Exercises:
#1 Please list every axle swap write-up that the Jeep axle swap guide links to near its top, giving each one by the label it has there.
#2 Carry on the Jeep axle swap guide, starting after its final sentence about compressing the shocks.
# Page start
I have seen a few people asking how to do this, so I threw a little write-up together when I did my swap.


Edit- Driveshaft info = http://www.jeepforum.com/forum/f9/da...4-swap-443329/

Extra info- Lupinsea's Rubicon D44 swap (includes Pump, Electrical, and yoke info) = http://www.jeepforum.com/forum/f9/ru...s-pix-1235836/

Camper49's D44 swap = http://www.jeepforum.com/forum/f9/98...ctures-502029/

Camper49's HP D30 Swap = http://www.jeepforum.com/forum/f9/hi...ctures-505610/

Another HP D30 swap = http://www.jeepforum.com/forum/f9/hp.../#post12999579



For you safety start by blocking the front tires, and loosen the rear lug nuts. Next raise your Jeep and support it on jack stands. Move your lift under the rear axle and secure the axle to the jack. Now remove the wheels.


started with the brake lines. Disconnect the hydraulic brake line at the line mount on the frame with a 7/16” wrench. You can then remove the mount from the frame with a T40 torx bit. You will obviously leak some brake fluid so be ready to collect it. I used one my rubber gloves over the end to stop the leak from going all over the place.

Boodyrider suggested; A golf tee, or the uncut cap from a silicone gasket tube, works well to plug an open brake line and prevent most leakage.


Now to the parking brake lines. Start by loosening the long bolt with a 9/16” wrench. It needs to be loose enough to allow the ends of the cables to slip out.


I found you can use a 13mm box end wrench over the prongs of the cables to push them and allow the cable ends to slip right out.


Now on to the breather tube. I used a pair of pliers to open up the crimped part of the metal band and slip the tube off. Just remember you will want to pick up a small worm gear clamp to hold the breather on the new axle.


Now you can remove the drive line from the axle with a 5/16” socket and zip tie the shaft up and out of your way.


Next remove the sway bar links. My extended links for my lift kit needed a 5/8" socket and an 11/16” wrench to get them off. Now is a good time to pop the sway bar off if you need it on your new axle. You will need a 5/8” socket to pull the four bolts off. Now is a good time to mention you should look at the nuts on you new axle to make sure they are in good shape. It looks like there is a lot of copper in the nuts, or the welds so the nuts themselves seem to end up in bad shape. I think there are a few ways to fix them. I used a small metal slug and a hammer to pop the old nuts out. I bought new hardware and welded on a little keeper bar so I could torque them down. I’m sure there are easier ways to do it.



Now remove the lower shocks from the mount. I used a socket and wrench, one in 15mm and one 18mm. Compress the shocks so they are out of your way.
# Page end
# Excerpted data start
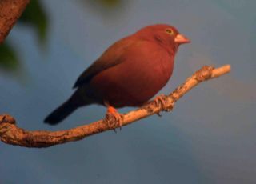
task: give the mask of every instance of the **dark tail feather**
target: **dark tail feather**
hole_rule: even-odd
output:
[[[80,102],[79,102],[80,101]],[[82,102],[81,102],[82,101]],[[50,125],[56,125],[69,116],[77,108],[89,105],[90,102],[82,102],[83,99],[80,98],[80,95],[76,91],[70,99],[64,102],[62,106],[58,107],[54,111],[50,114],[44,120],[45,123]]]

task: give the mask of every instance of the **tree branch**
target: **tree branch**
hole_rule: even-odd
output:
[[[30,0],[0,0],[0,44],[21,16]]]
[[[174,92],[163,96],[163,103],[158,105],[150,102],[139,109],[122,114],[122,126],[161,111],[172,110],[175,102],[186,93],[202,82],[212,79],[230,71],[230,66],[226,65],[214,69],[212,66],[203,66]],[[0,116],[0,139],[6,144],[18,145],[25,147],[49,147],[57,144],[78,141],[90,135],[118,128],[118,124],[109,127],[104,120],[61,131],[35,130],[29,131],[19,128],[15,120],[10,115]]]

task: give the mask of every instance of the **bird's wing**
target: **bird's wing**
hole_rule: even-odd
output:
[[[73,88],[77,88],[90,82],[97,74],[120,64],[123,61],[122,55],[123,55],[126,48],[134,42],[136,41],[132,38],[126,37],[110,46],[98,59],[79,76]]]

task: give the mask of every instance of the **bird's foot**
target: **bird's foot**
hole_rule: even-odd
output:
[[[166,103],[166,96],[164,94],[160,94],[159,96],[157,96],[154,99],[154,102],[156,106],[160,106],[162,109],[164,111],[170,111],[172,110],[172,107],[168,106],[168,104]],[[160,112],[157,114],[158,116],[162,116],[160,114]]]
[[[107,107],[107,112],[106,114],[104,122],[107,123],[110,128],[114,129],[114,131],[116,133],[115,127],[117,127],[118,125],[120,130],[122,129],[122,115],[120,114],[113,106],[109,106]]]

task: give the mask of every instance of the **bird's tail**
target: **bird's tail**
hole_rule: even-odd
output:
[[[44,122],[50,125],[56,125],[61,122],[78,107],[90,104],[89,102],[86,103],[84,101],[79,102],[79,100],[82,99],[80,98],[78,91],[76,91],[66,102],[50,114],[45,118]]]

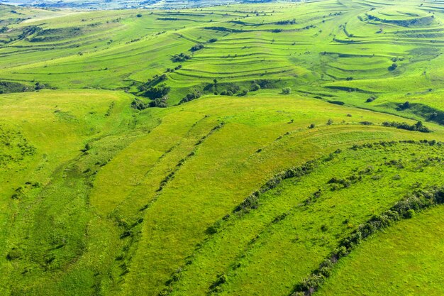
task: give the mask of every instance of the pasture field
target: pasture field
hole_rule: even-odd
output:
[[[0,4],[0,295],[441,295],[444,2],[160,2]]]

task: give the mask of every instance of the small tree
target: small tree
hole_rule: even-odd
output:
[[[283,94],[290,94],[291,92],[292,92],[292,89],[290,87],[284,87],[282,89]]]

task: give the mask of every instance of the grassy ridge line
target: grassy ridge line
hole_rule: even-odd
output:
[[[420,144],[420,142],[414,142],[414,141],[401,141],[399,142],[394,142],[394,141],[378,142],[378,143],[374,143],[374,145],[377,146],[381,146],[383,147],[386,147],[386,146],[389,147],[393,145],[395,145],[397,143],[417,143],[418,145],[422,145],[422,144]],[[426,144],[426,145],[428,145],[428,144]],[[353,146],[353,148],[356,149],[356,147]],[[219,232],[223,231],[225,229],[225,226],[230,225],[231,224],[232,224],[233,219],[236,219],[238,216],[243,216],[243,215],[247,214],[250,211],[257,209],[257,207],[260,204],[260,198],[262,194],[266,193],[267,192],[271,190],[273,188],[275,188],[281,182],[281,181],[283,181],[285,179],[295,177],[302,177],[304,175],[310,174],[313,170],[318,168],[319,165],[321,165],[321,163],[332,160],[333,158],[335,158],[335,156],[339,153],[340,153],[340,151],[338,150],[335,153],[330,153],[329,155],[326,156],[322,156],[320,158],[318,158],[316,160],[308,161],[307,163],[306,163],[305,164],[301,166],[292,168],[284,172],[277,174],[274,177],[270,179],[270,180],[267,182],[264,185],[262,185],[260,190],[255,191],[252,194],[248,196],[243,202],[241,202],[238,206],[237,206],[233,210],[231,213],[226,214],[223,219],[218,220],[212,226],[210,226],[206,229],[206,231],[207,234],[207,236],[204,240],[202,240],[199,243],[196,245],[192,255],[189,256],[187,258],[185,263],[184,263],[180,268],[179,268],[177,272],[174,272],[172,274],[170,279],[166,281],[166,287],[165,287],[164,289],[160,292],[159,292],[159,295],[167,295],[172,293],[174,295],[182,295],[181,294],[180,292],[178,292],[177,287],[176,287],[176,285],[177,285],[177,282],[181,280],[182,277],[182,273],[187,271],[187,266],[189,264],[192,264],[191,263],[192,262],[194,263],[194,257],[196,256],[196,252],[199,252],[201,249],[202,249],[203,247],[205,246],[205,243],[206,242],[209,242],[211,239],[213,235],[215,235],[216,233],[218,234]],[[298,181],[296,181],[296,182],[297,182]],[[307,199],[304,202],[311,203],[312,202],[312,201]],[[287,213],[286,214],[288,215],[289,214]],[[284,216],[282,216],[282,215],[280,215],[280,216],[278,215],[277,216],[276,216],[274,220],[272,220],[272,221],[270,220],[268,225],[270,226],[270,225],[274,224],[284,218]],[[265,226],[265,228],[263,229],[262,231],[259,230],[260,233],[262,233],[263,231],[267,231],[267,226]],[[221,233],[223,234],[223,232],[221,232]],[[221,234],[221,235],[223,236],[223,234]],[[259,235],[257,235],[257,236],[259,236]],[[253,241],[252,241],[250,243],[252,243]],[[246,248],[248,249],[249,246],[247,246]],[[208,248],[206,248],[206,251],[209,251]],[[241,252],[237,256],[238,258],[241,258],[243,256],[244,254]],[[235,261],[236,259],[235,258],[233,260]],[[199,265],[199,263],[196,263],[196,264]],[[231,267],[228,268],[228,269],[231,270],[231,268],[235,265],[235,263],[230,264]],[[221,271],[219,270],[219,273]],[[225,274],[226,273],[225,273]],[[221,278],[218,278],[218,280],[216,282],[212,283],[211,290],[209,291],[209,292],[212,293],[212,292],[218,291],[219,289],[221,288],[221,285],[223,283],[222,282],[224,282],[225,280],[226,280],[223,279],[223,278],[221,279]],[[186,292],[185,291],[186,290],[182,290],[182,293]],[[194,292],[194,294],[193,295],[199,295],[199,292],[196,293]]]
[[[296,285],[291,296],[310,296],[324,283],[331,273],[334,265],[341,258],[347,256],[362,241],[377,231],[390,226],[393,223],[409,219],[416,212],[444,203],[444,187],[435,187],[428,190],[418,190],[398,202],[388,211],[374,216],[364,224],[344,239],[338,248],[302,283]]]
[[[204,119],[205,118],[206,118],[206,116]],[[202,121],[204,119],[200,119],[199,121],[196,122],[192,127],[196,126],[199,121]],[[142,223],[144,220],[145,216],[146,215],[145,210],[150,208],[151,206],[157,201],[157,199],[162,195],[162,192],[164,188],[168,185],[170,181],[172,181],[174,178],[175,174],[182,168],[182,165],[185,163],[185,162],[192,158],[196,154],[196,153],[199,150],[200,145],[201,145],[206,138],[210,137],[215,132],[222,128],[224,124],[225,124],[223,122],[217,124],[213,128],[211,128],[210,131],[209,131],[206,134],[202,136],[194,143],[194,147],[193,148],[192,151],[184,158],[181,159],[176,164],[172,171],[160,181],[159,187],[157,189],[154,197],[150,200],[149,203],[145,204],[142,208],[140,208],[138,211],[138,214],[135,215],[135,216],[133,217],[133,220],[135,221],[134,223],[121,223],[121,221],[116,221],[116,223],[121,226],[122,231],[120,235],[120,239],[129,239],[129,240],[126,241],[124,246],[123,247],[121,254],[116,258],[117,261],[118,261],[118,268],[120,269],[119,276],[121,278],[121,281],[124,281],[124,276],[128,273],[129,273],[130,270],[131,269],[132,258],[134,253],[138,249],[138,245],[136,243],[140,239],[141,228],[143,227]],[[166,154],[170,152],[172,149],[174,149],[174,147],[172,147],[172,148],[170,148],[170,150],[167,151],[165,153],[161,155],[160,158],[163,158],[163,157],[165,157],[165,155],[166,155]]]

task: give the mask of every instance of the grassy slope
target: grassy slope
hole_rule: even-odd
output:
[[[443,207],[422,212],[364,243],[316,295],[440,295],[443,240]]]
[[[399,23],[412,18],[409,13],[428,16],[428,12],[414,1],[403,2],[389,18],[398,23],[360,21],[357,16],[365,19],[365,13],[393,14],[383,4],[370,4],[375,11],[368,5],[243,5],[143,12],[142,17],[136,16],[139,11],[21,9],[35,16],[23,22],[11,22],[9,9],[2,10],[0,18],[9,20],[2,40],[18,38],[29,26],[41,27],[43,33],[0,48],[0,80],[29,86],[40,82],[60,89],[0,95],[6,139],[0,143],[6,151],[0,154],[5,168],[0,172],[0,292],[156,295],[180,268],[180,280],[171,285],[174,295],[205,294],[221,273],[229,280],[223,294],[283,295],[343,234],[341,211],[349,213],[353,227],[389,207],[414,180],[423,179],[426,185],[440,180],[439,166],[421,171],[412,164],[401,172],[389,170],[377,182],[326,192],[308,209],[294,207],[326,187],[333,172],[352,173],[370,160],[383,163],[393,155],[411,160],[416,153],[409,146],[348,151],[354,144],[444,140],[444,129],[431,122],[426,125],[433,133],[381,126],[387,121],[415,122],[399,116],[428,118],[417,108],[396,110],[396,104],[406,100],[443,109],[441,13],[427,9],[435,13],[434,21],[406,28]],[[294,24],[275,23],[295,16]],[[235,19],[245,23],[230,21]],[[316,28],[301,30],[309,25]],[[248,31],[204,28],[208,26]],[[80,33],[73,34],[73,27]],[[381,28],[384,33],[376,33]],[[272,32],[277,28],[283,31]],[[45,33],[45,29],[56,31]],[[262,89],[246,97],[209,95],[165,109],[138,112],[130,107],[133,96],[119,89],[135,91],[152,75],[177,65],[172,55],[211,38],[218,40],[167,74],[170,105],[214,77],[221,85],[233,82],[246,88],[255,80],[270,79],[278,88],[291,86],[293,94]],[[389,71],[396,57],[404,60]],[[353,80],[346,80],[348,77]],[[370,95],[377,99],[365,103]],[[374,125],[360,124],[364,121]],[[307,128],[311,124],[315,128]],[[80,151],[87,143],[89,150]],[[273,174],[338,148],[349,156],[323,165],[304,184],[284,182],[267,194],[257,211],[232,218],[209,239],[206,229]],[[437,153],[435,148],[421,149],[421,157]],[[401,179],[394,181],[394,175]],[[375,188],[376,182],[383,186]],[[387,194],[394,184],[392,194]],[[301,194],[294,196],[295,190]],[[362,194],[369,191],[374,195]],[[353,202],[343,204],[345,199]],[[330,208],[333,204],[337,209]],[[320,233],[324,222],[318,216],[326,215],[326,209],[338,215],[331,218],[329,230]],[[271,223],[287,212],[289,219]],[[289,240],[295,229],[304,229],[295,234],[304,239]],[[263,239],[250,246],[257,235]],[[296,265],[294,253],[300,260]],[[241,268],[235,270],[238,263]],[[265,269],[267,275],[261,271]]]

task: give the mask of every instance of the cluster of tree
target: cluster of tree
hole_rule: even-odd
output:
[[[416,212],[444,203],[444,187],[417,190],[398,202],[388,211],[372,218],[343,239],[333,251],[310,275],[296,285],[292,296],[313,295],[331,275],[333,265],[348,256],[362,240],[375,232],[386,229],[401,219],[411,218]]]
[[[174,71],[176,71],[176,70],[179,70],[179,69],[182,69],[182,65],[178,65],[178,66],[176,66],[176,67],[174,67],[174,68],[167,68],[167,70],[166,70],[166,71],[165,71],[165,72],[172,72],[172,73],[173,72],[174,72]]]
[[[398,67],[398,64],[394,62],[390,67],[389,67],[389,71],[394,71]]]
[[[170,91],[171,88],[170,87],[160,85],[149,88],[143,93],[143,96],[149,97],[151,99],[155,99],[166,96]]]
[[[155,99],[148,103],[143,102],[141,99],[135,98],[131,102],[131,107],[137,110],[145,110],[147,108],[159,107],[166,108],[167,106],[167,102],[168,96],[163,96],[160,98]]]
[[[292,92],[291,87],[284,87],[282,89],[282,94],[290,94],[291,92]]]
[[[186,53],[179,53],[179,55],[174,55],[171,60],[174,62],[185,62],[192,58],[191,55],[187,55]]]
[[[239,87],[238,85],[231,84],[228,84],[226,89],[221,92],[219,94],[221,94],[221,96],[233,96],[240,90],[240,87]]]
[[[423,125],[422,121],[418,121],[414,124],[409,124],[406,122],[396,122],[396,121],[384,121],[382,123],[384,126],[392,126],[400,129],[406,129],[407,131],[420,131],[421,133],[431,133],[432,131],[427,126]]]
[[[199,99],[201,97],[201,95],[202,94],[201,94],[200,91],[199,91],[198,89],[194,89],[194,92],[190,92],[189,94],[187,94],[185,96],[185,97],[181,99],[180,102],[179,102],[179,104],[187,103],[187,102],[192,101],[196,99]]]
[[[277,21],[277,25],[294,25],[296,23],[296,18],[293,18],[292,20],[287,21]]]
[[[197,43],[195,45],[194,45],[192,48],[191,48],[189,49],[189,51],[194,52],[194,51],[200,50],[204,47],[205,45],[204,45],[202,43]]]

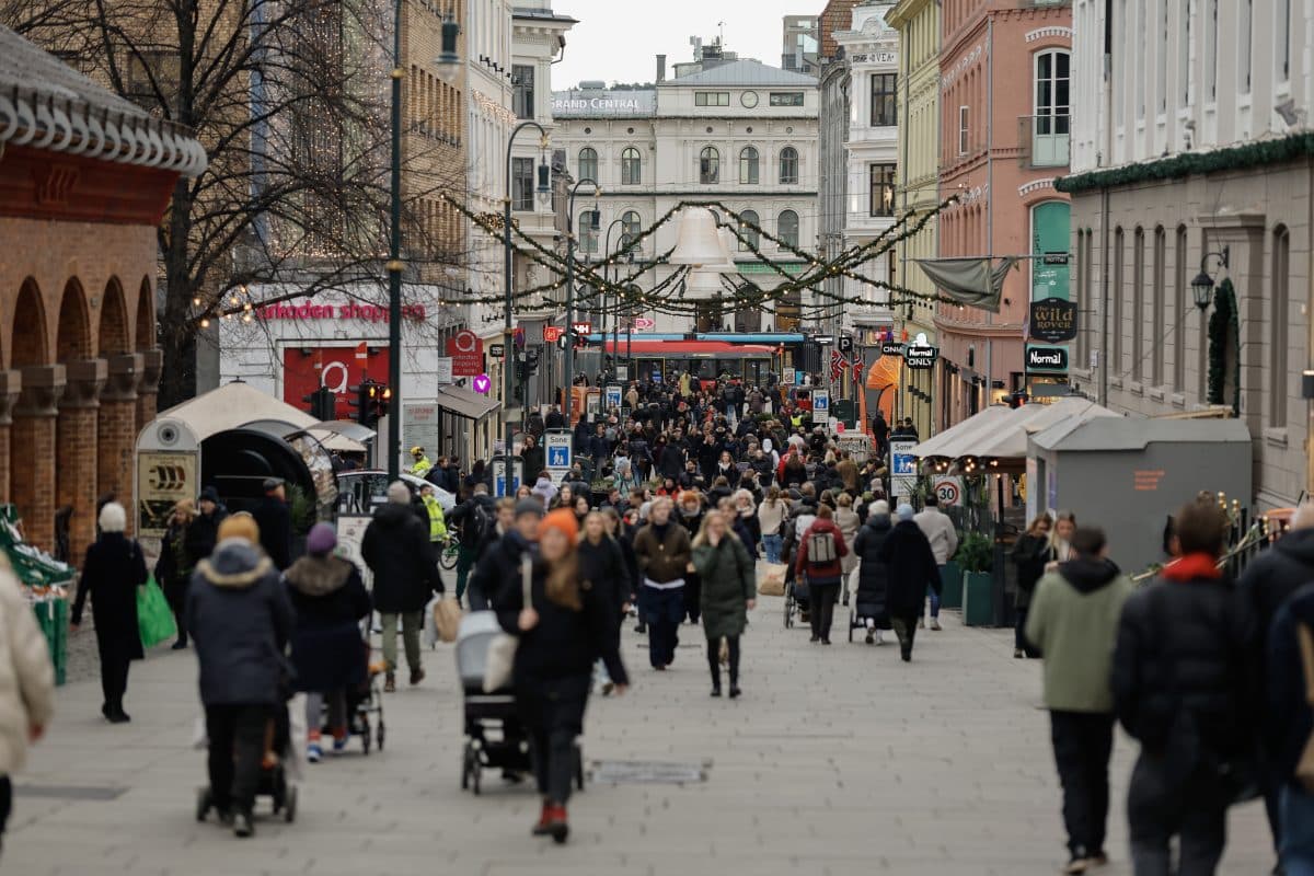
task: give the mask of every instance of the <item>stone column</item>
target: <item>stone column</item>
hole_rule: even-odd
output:
[[[24,537],[45,550],[55,548],[55,418],[64,382],[63,365],[24,368],[9,437],[11,489]]]
[[[155,419],[155,398],[159,395],[160,369],[164,368],[164,352],[160,349],[143,349],[142,380],[137,385],[137,432],[146,428],[146,424]],[[137,433],[133,433],[137,441]]]
[[[0,502],[13,502],[9,482],[9,428],[13,426],[13,406],[18,402],[22,376],[0,370]]]
[[[109,357],[105,387],[96,411],[96,495],[113,493],[127,508],[127,532],[137,523],[133,450],[137,447],[137,385],[142,355]],[[152,402],[154,403],[154,402]]]
[[[55,507],[74,508],[68,521],[68,557],[78,563],[96,538],[96,408],[109,366],[104,359],[87,359],[64,368],[68,382],[59,399],[55,424]]]

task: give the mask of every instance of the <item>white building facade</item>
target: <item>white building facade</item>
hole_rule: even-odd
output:
[[[1114,410],[1239,416],[1254,499],[1290,506],[1311,483],[1314,11],[1075,0],[1074,30],[1072,378]],[[1197,306],[1201,271],[1217,285]]]
[[[695,58],[665,77],[658,58],[653,88],[610,91],[602,83],[553,93],[556,134],[552,146],[564,150],[576,180],[594,179],[602,186],[598,234],[581,231],[581,214],[595,206],[593,197],[576,200],[577,256],[603,259],[618,252],[627,234],[637,234],[674,210],[682,201],[715,200],[754,218],[759,227],[813,253],[817,250],[817,83],[811,76],[769,67],[757,60],[723,55]],[[675,223],[665,225],[644,242],[636,259],[653,259],[675,246]],[[763,255],[790,273],[804,259],[762,238]],[[779,274],[761,264],[746,246],[733,252],[740,277],[762,288],[779,284]],[[622,267],[624,269],[624,267]],[[660,265],[639,286],[649,290],[674,268]],[[641,331],[795,331],[800,301],[782,302],[770,311],[738,311],[715,292],[686,290],[696,302],[696,317],[646,310],[635,314]],[[600,317],[600,314],[599,314]]]

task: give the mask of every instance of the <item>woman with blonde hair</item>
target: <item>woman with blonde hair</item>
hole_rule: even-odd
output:
[[[721,695],[720,642],[729,651],[731,699],[740,695],[740,636],[754,605],[753,558],[731,531],[723,511],[708,511],[694,538],[694,567],[703,579],[702,615],[712,696]]]
[[[618,617],[602,582],[585,578],[569,508],[539,523],[539,558],[530,567],[530,598],[519,577],[494,600],[498,623],[520,640],[515,650],[516,709],[530,735],[543,810],[536,837],[564,843],[566,802],[576,774],[576,738],[583,733],[594,661],[602,658],[615,692],[629,684],[620,661]]]

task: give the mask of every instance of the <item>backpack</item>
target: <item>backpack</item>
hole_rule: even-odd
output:
[[[808,565],[827,566],[838,559],[834,549],[834,535],[829,532],[813,532],[808,536]]]

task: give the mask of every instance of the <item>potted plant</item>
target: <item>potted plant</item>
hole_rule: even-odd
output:
[[[979,532],[963,535],[954,557],[962,569],[963,623],[968,626],[987,626],[993,620],[991,570],[995,566],[995,545]]]

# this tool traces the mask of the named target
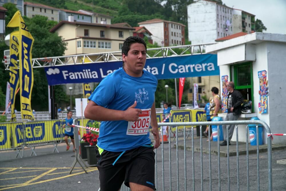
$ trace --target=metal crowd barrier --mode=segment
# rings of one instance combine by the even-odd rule
[[[218,121],[218,122],[182,122],[182,123],[160,123],[158,124],[159,126],[168,126],[170,128],[169,128],[169,134],[170,132],[170,130],[171,127],[175,127],[176,129],[176,134],[177,134],[178,130],[178,127],[180,126],[183,126],[183,131],[184,134],[184,189],[185,190],[190,190],[191,189],[190,188],[187,188],[187,168],[186,164],[187,160],[186,158],[186,127],[190,126],[191,129],[191,138],[192,138],[192,190],[195,190],[195,178],[194,169],[195,166],[194,164],[195,158],[194,154],[194,128],[195,126],[200,126],[200,182],[201,182],[201,190],[203,190],[204,183],[203,180],[204,178],[204,174],[203,174],[203,156],[202,156],[202,126],[206,125],[217,125],[218,129],[218,137],[219,139],[219,141],[217,143],[217,147],[218,149],[218,155],[217,156],[217,160],[218,163],[218,186],[217,189],[219,190],[220,191],[221,188],[221,166],[220,158],[220,146],[219,145],[220,142],[219,141],[219,138],[220,134],[222,133],[222,132],[220,132],[219,126],[221,125],[225,125],[228,126],[230,125],[235,125],[235,130],[236,132],[236,155],[237,155],[237,189],[238,190],[239,190],[240,189],[240,179],[239,179],[239,146],[238,144],[238,125],[245,125],[245,128],[246,130],[246,141],[247,150],[247,190],[249,190],[249,137],[248,137],[248,125],[250,124],[256,124],[256,132],[257,134],[258,134],[258,124],[262,125],[262,126],[265,129],[267,133],[271,133],[270,129],[267,125],[264,122],[260,120],[245,120],[245,121]],[[228,134],[228,128],[227,128],[227,134]],[[208,153],[209,154],[209,190],[211,191],[212,190],[212,166],[211,162],[211,144],[210,137],[210,131],[209,131],[209,141],[208,141]],[[162,137],[163,133],[162,131],[161,132],[161,136]],[[259,136],[257,136],[257,190],[259,190],[260,189],[260,177],[259,177]],[[177,189],[176,190],[179,190],[179,159],[178,151],[178,136],[176,137],[176,180],[177,180]],[[228,190],[231,190],[230,184],[230,165],[229,165],[229,144],[228,138],[227,141],[227,184],[228,184]],[[268,158],[268,190],[270,191],[272,190],[272,146],[271,146],[271,137],[268,137],[267,139],[267,153]],[[169,143],[169,182],[170,185],[169,188],[167,189],[167,190],[172,190],[172,177],[171,168],[172,165],[171,162],[171,141],[170,137],[169,136],[168,138]],[[164,160],[164,144],[161,144],[161,149],[162,150],[162,189],[160,190],[164,191],[165,190],[165,186],[164,184],[164,180],[166,177],[165,177],[164,174],[165,171],[164,162],[166,162],[166,161]],[[157,174],[158,166],[157,161],[157,152],[158,149],[155,149],[155,151],[156,154],[155,157],[155,185],[156,187],[158,185],[158,176]],[[205,177],[205,178],[206,178]],[[232,188],[232,190],[234,190],[233,188]]]

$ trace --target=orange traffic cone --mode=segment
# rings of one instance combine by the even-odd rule
[[[162,140],[162,134],[160,134],[161,135],[161,143],[162,142],[163,143],[168,142],[168,139],[167,137],[167,131],[166,130],[166,128],[167,126],[163,126],[162,127],[161,130],[163,131],[163,141]]]

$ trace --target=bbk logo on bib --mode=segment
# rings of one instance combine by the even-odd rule
[[[250,142],[252,142],[255,139],[255,134],[254,131],[250,130],[249,131],[249,139]]]

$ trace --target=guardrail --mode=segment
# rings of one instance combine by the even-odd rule
[[[235,129],[236,131],[236,155],[237,155],[237,190],[239,190],[240,189],[240,179],[239,179],[239,147],[238,144],[238,125],[245,125],[245,128],[246,129],[246,141],[247,150],[247,190],[249,190],[249,137],[248,137],[248,125],[249,124],[255,124],[256,126],[256,132],[257,134],[258,134],[258,126],[259,124],[261,125],[264,128],[267,133],[271,133],[270,129],[267,125],[264,122],[260,120],[245,120],[245,121],[218,121],[218,122],[183,122],[183,123],[160,123],[158,124],[159,126],[169,126],[170,128],[169,128],[169,134],[171,131],[171,129],[172,127],[174,127],[176,128],[176,132],[177,134],[178,132],[178,127],[179,126],[183,126],[183,131],[184,134],[184,190],[190,190],[190,188],[187,190],[187,178],[186,176],[186,126],[190,126],[191,130],[191,138],[192,138],[192,190],[195,190],[195,173],[194,169],[195,167],[194,165],[194,161],[195,159],[194,158],[194,128],[195,126],[199,126],[200,127],[200,170],[201,170],[201,190],[203,190],[203,180],[204,178],[204,176],[203,172],[203,166],[202,163],[202,126],[206,125],[217,125],[217,126],[218,138],[219,137],[219,135],[221,132],[220,132],[219,126],[221,125],[226,125],[227,126],[227,134],[228,134],[228,128],[227,126],[230,125],[235,125]],[[211,146],[210,146],[210,131],[209,131],[209,143],[208,143],[208,153],[209,154],[209,185],[210,190],[212,190],[212,166],[211,163]],[[161,136],[163,137],[163,132],[162,131],[161,132]],[[257,190],[259,190],[260,189],[260,176],[259,176],[259,136],[257,136]],[[172,190],[172,178],[171,177],[171,141],[170,137],[169,136],[168,138],[169,143],[169,171],[170,175],[169,182],[170,185],[169,188],[168,190]],[[179,164],[178,159],[179,156],[178,154],[178,136],[176,137],[176,170],[177,170],[177,190],[179,190]],[[231,190],[230,186],[230,165],[229,165],[229,142],[230,140],[228,140],[228,138],[227,140],[227,182],[228,182],[228,190]],[[269,191],[272,190],[272,146],[271,146],[271,138],[270,137],[268,137],[267,139],[267,153],[268,153],[268,190]],[[220,158],[220,146],[219,145],[219,141],[218,142],[218,186],[217,189],[219,190],[221,190],[221,166]],[[166,161],[165,160],[165,158],[164,156],[164,144],[162,144],[161,145],[161,149],[162,152],[162,190],[164,190],[165,189],[164,185],[164,179],[165,178],[164,176],[164,162]],[[155,153],[157,153],[157,149],[155,150]],[[158,176],[157,174],[157,170],[158,165],[157,160],[157,155],[155,158],[155,184],[156,186],[158,184]],[[234,189],[233,188],[232,188],[232,190]]]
# Excerpted data end
Answers to each task:
#1
- Lupinsea's Rubicon D44 swap
- Camper49's D44 swap
- Camper49's HP D30 Swap
- Another HP D30 swap

#2
On to the track bar. You will need a T55 torx if you still have the factory hardware. Make sure and use a lot of PB blaster of other agent to help with the removal. If you still have the factory hardware do yourself a favor and buy a grade 8 hex bolt that will work with the armed nut.


Now is a good time to clean up your mess if you are like me and have pulled half your tools under the Jeep with you.

I went to the upper control arms and removed them with a 15mm socket and wrench.


Double check your axle and make sure it’s not going to fall on you. Now you can remove the lower control arms from the axle with a 13/16” socket and wrench. A large breaker bar will come in very handy.


You can now remove the sickness from your Jeep.


Time for the new axle. I used two jacks to lift the axle into place.


Start with the control arms. Line them up and slip the bolts though. Run the nuts down so the bolts, but you won’t torque anything until the wheels are back on and the weight of the Jeep is on the axle. While you are moving things around to fit the control arms watch the track bar, and line it up while you are at it.


Once you have the hardware on the track bar do not torque it yet also. You can then pull the shocks down and mount them. Go ahead and torque them to 74 ft lbs.


Line up and connect the sway bar links. Torque them to 40 ft lbs.

Run the parking brake cables and slip them into place and connect the ends. You will need to adjust the cables, and also the parking brake pads later on.
Connect you hydralic brake line and bolt it the frame again. You can bleed your brakes now (a good idea) or wait till later.

Install the vent hose with the new worm gear band.

Cut the zip ties holding the drive shaft up and connect it to the new axle. Having the transfer case in neutral makes this easier. Torque the bolts down to 14ft lbs.


Now double check that the axle has gear fluid in it.

Put your springs in and check your bump stops while you are at it. Now you can put your wheels on.

Now you can lift the Jeep up to remove your jack stands and then lower it all the way down.

Tighten the lower control arm bolts to 130 ft lbs.

If you have an adjustable rear track bar take a look and see if you need to adjust it for some reason. I had to adjust mine just a little. Torque the track bar bolt to 74 ft lbs.

Hopefully you have a SYE and CV shaft already. In my opionion it is one of the best things you can do to your Jeep. Now you need to check your pinion angle and adjust it as needed. Once that is set torque the upper control arms to 55 ft lbs.

Make sure your brakes are all bleed, and that you are topped off with gear lube. Grease all the fittings then take a test drive, and Enjoy!


If you happen to do an OX locker you will need to install your shifter. Here is how I did it.
http://www.jeepforum.com/forum/f9/ox...nstall-882049/


Last edited by Benderff; 11-15-2009 at 11:07 AM..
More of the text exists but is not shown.